YOUR INSTRUCTIONS: Reproduce the lines of the listing below verbatim, beginning with the line containing "Task: locate the flat rock surface." and continuing through the line containing "column 32, row 461".

EXCERPTED RECORDS:
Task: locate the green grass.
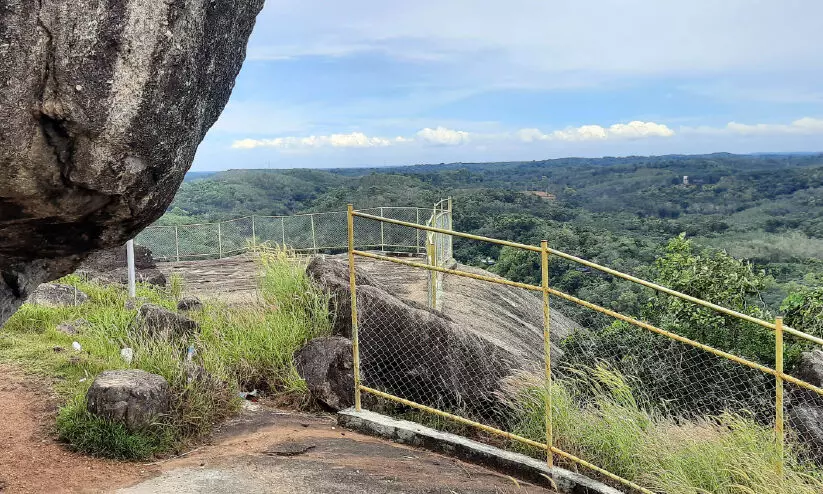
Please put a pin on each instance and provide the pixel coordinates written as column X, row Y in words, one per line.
column 236, row 348
column 725, row 454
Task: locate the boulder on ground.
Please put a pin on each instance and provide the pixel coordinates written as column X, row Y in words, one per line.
column 189, row 303
column 110, row 266
column 135, row 303
column 326, row 365
column 415, row 352
column 158, row 322
column 57, row 295
column 810, row 367
column 332, row 276
column 102, row 109
column 72, row 328
column 133, row 397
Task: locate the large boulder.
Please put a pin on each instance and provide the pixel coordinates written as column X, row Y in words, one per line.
column 157, row 322
column 326, row 366
column 810, row 367
column 332, row 276
column 133, row 397
column 418, row 353
column 57, row 295
column 110, row 266
column 102, row 107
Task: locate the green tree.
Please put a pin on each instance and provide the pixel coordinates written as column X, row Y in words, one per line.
column 719, row 278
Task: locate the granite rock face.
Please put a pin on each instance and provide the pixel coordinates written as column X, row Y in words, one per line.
column 102, row 107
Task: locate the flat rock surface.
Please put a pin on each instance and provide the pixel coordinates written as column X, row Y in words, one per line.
column 328, row 460
column 32, row 461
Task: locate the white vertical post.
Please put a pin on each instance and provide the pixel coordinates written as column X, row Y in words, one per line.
column 417, row 232
column 382, row 237
column 313, row 236
column 253, row 234
column 219, row 241
column 130, row 264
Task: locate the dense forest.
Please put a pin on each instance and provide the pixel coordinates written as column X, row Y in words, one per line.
column 766, row 210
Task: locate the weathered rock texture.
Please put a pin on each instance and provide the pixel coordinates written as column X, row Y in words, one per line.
column 326, row 365
column 133, row 397
column 57, row 295
column 102, row 107
column 440, row 358
column 156, row 322
column 110, row 266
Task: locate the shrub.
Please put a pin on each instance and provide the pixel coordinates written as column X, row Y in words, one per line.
column 596, row 417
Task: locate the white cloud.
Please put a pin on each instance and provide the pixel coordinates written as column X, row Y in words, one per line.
column 443, row 136
column 631, row 130
column 802, row 126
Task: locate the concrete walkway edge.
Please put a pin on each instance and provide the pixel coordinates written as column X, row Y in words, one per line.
column 509, row 463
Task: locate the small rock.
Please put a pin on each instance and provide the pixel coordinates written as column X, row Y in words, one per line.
column 326, row 365
column 289, row 448
column 135, row 303
column 133, row 397
column 157, row 322
column 67, row 328
column 57, row 295
column 189, row 303
column 72, row 328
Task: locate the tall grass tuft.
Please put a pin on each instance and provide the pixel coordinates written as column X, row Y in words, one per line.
column 236, row 348
column 596, row 417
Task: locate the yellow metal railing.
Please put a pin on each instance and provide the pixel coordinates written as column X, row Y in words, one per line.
column 545, row 253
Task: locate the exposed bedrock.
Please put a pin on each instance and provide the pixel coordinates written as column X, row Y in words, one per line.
column 102, row 106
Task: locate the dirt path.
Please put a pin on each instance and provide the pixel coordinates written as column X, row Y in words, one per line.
column 31, row 461
column 262, row 450
column 269, row 451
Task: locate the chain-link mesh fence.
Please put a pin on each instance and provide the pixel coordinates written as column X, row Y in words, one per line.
column 314, row 232
column 643, row 399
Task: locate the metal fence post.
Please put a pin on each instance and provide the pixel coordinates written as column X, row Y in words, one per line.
column 253, row 234
column 355, row 343
column 130, row 269
column 547, row 347
column 382, row 237
column 219, row 241
column 432, row 252
column 417, row 232
column 778, row 395
column 313, row 235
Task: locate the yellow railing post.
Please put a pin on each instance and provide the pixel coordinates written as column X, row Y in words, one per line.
column 778, row 393
column 355, row 344
column 430, row 248
column 547, row 347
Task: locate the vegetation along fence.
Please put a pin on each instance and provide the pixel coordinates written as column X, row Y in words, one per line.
column 312, row 232
column 650, row 407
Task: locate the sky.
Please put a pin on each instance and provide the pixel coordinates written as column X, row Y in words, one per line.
column 372, row 83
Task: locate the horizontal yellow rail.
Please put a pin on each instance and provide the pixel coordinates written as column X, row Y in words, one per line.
column 501, row 433
column 633, row 279
column 456, row 418
column 616, row 315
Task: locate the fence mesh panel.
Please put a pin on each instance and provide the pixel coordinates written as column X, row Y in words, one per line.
column 686, row 387
column 314, row 232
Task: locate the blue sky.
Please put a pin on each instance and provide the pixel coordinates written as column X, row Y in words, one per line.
column 362, row 82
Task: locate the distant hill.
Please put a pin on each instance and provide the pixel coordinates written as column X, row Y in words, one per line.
column 767, row 208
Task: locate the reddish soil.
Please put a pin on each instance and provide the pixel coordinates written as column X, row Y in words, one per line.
column 31, row 460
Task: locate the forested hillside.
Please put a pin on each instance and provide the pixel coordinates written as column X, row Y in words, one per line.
column 621, row 212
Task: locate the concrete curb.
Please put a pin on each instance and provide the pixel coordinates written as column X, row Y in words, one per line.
column 514, row 464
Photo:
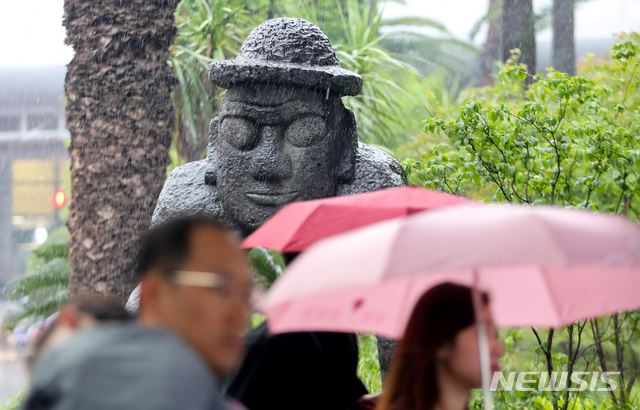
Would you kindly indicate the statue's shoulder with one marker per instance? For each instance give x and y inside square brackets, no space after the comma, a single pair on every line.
[185,193]
[375,170]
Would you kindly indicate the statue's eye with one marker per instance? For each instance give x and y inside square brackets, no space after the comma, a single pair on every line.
[240,133]
[305,131]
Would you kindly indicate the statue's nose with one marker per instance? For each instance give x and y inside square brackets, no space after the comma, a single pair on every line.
[271,162]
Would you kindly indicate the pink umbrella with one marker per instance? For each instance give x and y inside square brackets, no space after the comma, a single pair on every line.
[300,224]
[541,266]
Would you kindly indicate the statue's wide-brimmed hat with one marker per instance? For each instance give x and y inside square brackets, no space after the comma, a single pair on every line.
[287,51]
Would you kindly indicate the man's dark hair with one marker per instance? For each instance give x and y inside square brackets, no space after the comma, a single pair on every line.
[166,246]
[102,309]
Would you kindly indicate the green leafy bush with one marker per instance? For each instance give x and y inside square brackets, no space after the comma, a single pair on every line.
[568,141]
[45,285]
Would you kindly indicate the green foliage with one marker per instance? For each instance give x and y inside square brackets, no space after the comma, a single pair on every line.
[565,140]
[267,265]
[368,365]
[568,141]
[208,30]
[365,44]
[15,402]
[44,286]
[211,30]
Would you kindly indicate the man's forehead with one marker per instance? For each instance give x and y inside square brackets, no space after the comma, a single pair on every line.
[271,95]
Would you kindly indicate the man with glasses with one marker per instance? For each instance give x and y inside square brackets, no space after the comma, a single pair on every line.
[193,314]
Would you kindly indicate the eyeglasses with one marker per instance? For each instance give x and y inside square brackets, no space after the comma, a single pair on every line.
[216,281]
[200,279]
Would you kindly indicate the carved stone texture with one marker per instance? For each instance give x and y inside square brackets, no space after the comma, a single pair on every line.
[119,115]
[282,135]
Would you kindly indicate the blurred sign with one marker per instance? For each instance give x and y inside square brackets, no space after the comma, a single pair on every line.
[59,199]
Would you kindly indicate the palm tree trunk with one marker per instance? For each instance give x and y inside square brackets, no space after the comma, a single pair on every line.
[491,51]
[518,31]
[120,118]
[563,55]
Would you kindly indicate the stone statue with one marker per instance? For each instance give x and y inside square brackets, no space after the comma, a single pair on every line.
[282,134]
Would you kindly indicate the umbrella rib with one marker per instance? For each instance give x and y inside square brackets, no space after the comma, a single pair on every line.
[551,294]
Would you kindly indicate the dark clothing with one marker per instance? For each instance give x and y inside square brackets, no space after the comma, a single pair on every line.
[298,371]
[123,367]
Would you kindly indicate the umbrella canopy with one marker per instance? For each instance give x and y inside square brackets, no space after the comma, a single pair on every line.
[541,267]
[301,224]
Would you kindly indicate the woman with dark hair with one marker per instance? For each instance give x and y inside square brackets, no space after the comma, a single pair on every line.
[437,363]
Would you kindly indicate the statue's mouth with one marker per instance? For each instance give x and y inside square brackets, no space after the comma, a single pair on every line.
[272,198]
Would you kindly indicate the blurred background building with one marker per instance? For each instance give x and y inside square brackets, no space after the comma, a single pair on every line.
[33,158]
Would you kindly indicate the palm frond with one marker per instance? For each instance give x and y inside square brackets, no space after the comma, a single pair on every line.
[415,22]
[267,265]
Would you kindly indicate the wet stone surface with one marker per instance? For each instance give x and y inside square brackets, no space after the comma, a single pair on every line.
[282,135]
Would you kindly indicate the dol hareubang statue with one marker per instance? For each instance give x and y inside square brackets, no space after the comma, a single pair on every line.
[282,134]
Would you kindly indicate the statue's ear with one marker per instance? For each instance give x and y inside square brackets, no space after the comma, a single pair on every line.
[347,147]
[210,176]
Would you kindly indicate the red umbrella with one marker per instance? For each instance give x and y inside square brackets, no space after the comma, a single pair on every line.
[301,224]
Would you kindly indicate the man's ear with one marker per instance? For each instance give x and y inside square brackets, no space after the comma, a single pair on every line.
[347,146]
[210,176]
[150,289]
[69,316]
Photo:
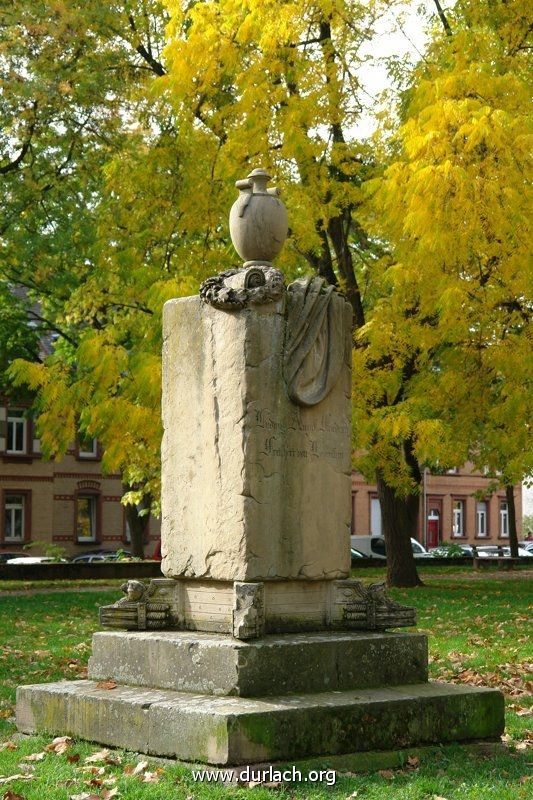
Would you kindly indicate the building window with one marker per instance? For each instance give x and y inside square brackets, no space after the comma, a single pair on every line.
[458,518]
[86,518]
[375,517]
[481,519]
[14,517]
[88,448]
[17,432]
[504,519]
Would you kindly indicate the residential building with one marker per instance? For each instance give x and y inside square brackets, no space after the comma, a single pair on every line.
[69,503]
[458,507]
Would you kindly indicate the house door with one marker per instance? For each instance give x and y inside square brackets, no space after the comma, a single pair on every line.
[433,528]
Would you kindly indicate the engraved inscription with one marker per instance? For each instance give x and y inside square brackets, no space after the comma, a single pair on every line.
[301,438]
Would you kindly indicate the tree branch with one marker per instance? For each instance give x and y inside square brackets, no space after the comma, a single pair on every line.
[12,165]
[443,19]
[155,65]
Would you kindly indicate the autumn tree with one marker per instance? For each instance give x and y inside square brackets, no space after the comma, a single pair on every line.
[451,340]
[76,82]
[277,85]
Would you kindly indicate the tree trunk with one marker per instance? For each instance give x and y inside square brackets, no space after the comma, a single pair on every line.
[399,520]
[137,525]
[511,510]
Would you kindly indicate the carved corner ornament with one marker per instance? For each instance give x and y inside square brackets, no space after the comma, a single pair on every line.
[137,610]
[248,610]
[369,608]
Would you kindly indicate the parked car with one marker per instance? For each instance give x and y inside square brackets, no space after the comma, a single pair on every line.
[452,550]
[35,560]
[356,555]
[5,557]
[495,551]
[100,555]
[374,546]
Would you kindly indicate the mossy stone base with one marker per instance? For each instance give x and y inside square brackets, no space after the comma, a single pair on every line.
[208,663]
[235,730]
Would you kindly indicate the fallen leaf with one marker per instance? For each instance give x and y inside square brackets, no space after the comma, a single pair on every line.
[59,745]
[101,755]
[137,769]
[9,795]
[18,777]
[149,777]
[34,757]
[84,796]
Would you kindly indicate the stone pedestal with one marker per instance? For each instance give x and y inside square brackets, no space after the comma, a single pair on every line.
[211,699]
[254,486]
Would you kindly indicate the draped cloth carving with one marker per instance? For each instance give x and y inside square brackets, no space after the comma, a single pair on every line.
[318,330]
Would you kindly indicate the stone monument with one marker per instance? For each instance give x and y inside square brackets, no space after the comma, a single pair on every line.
[256,645]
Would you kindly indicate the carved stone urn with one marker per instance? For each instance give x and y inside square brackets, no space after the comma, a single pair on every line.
[258,220]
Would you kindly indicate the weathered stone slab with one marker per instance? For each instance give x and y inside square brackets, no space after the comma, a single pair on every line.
[255,486]
[219,665]
[235,730]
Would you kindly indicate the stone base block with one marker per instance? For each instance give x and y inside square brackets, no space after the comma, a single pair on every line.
[286,664]
[235,730]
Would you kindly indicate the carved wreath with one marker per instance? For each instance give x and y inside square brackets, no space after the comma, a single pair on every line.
[261,285]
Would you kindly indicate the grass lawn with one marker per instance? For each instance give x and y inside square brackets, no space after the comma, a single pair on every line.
[478,634]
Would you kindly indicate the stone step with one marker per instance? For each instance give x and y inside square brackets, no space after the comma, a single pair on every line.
[235,730]
[190,661]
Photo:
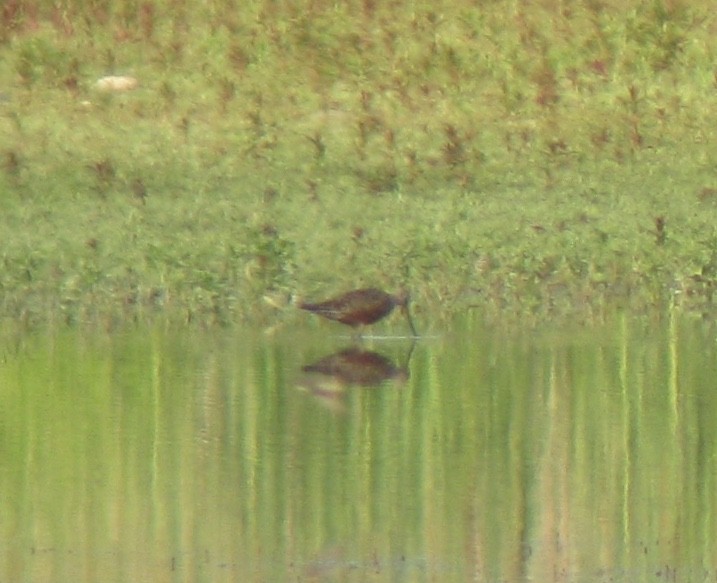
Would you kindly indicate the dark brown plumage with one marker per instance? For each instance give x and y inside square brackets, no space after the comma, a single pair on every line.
[361,307]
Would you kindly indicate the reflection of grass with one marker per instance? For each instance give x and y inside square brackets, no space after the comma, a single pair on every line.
[519,157]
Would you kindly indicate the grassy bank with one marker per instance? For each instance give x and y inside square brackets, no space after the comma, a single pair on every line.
[530,158]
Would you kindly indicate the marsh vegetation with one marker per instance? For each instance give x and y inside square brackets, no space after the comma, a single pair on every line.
[536,159]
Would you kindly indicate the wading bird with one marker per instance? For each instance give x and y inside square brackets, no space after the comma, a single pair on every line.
[361,307]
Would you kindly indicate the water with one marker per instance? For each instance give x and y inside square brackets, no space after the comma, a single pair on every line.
[475,454]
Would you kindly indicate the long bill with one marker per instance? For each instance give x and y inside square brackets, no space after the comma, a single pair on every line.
[410,321]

EXERCISE OUTPUT:
Task: locate the flat rock surface.
Please put a pin on each instance and provide the pixel coordinates written as column X, row Y in words, one per line.
column 328, row 460
column 32, row 461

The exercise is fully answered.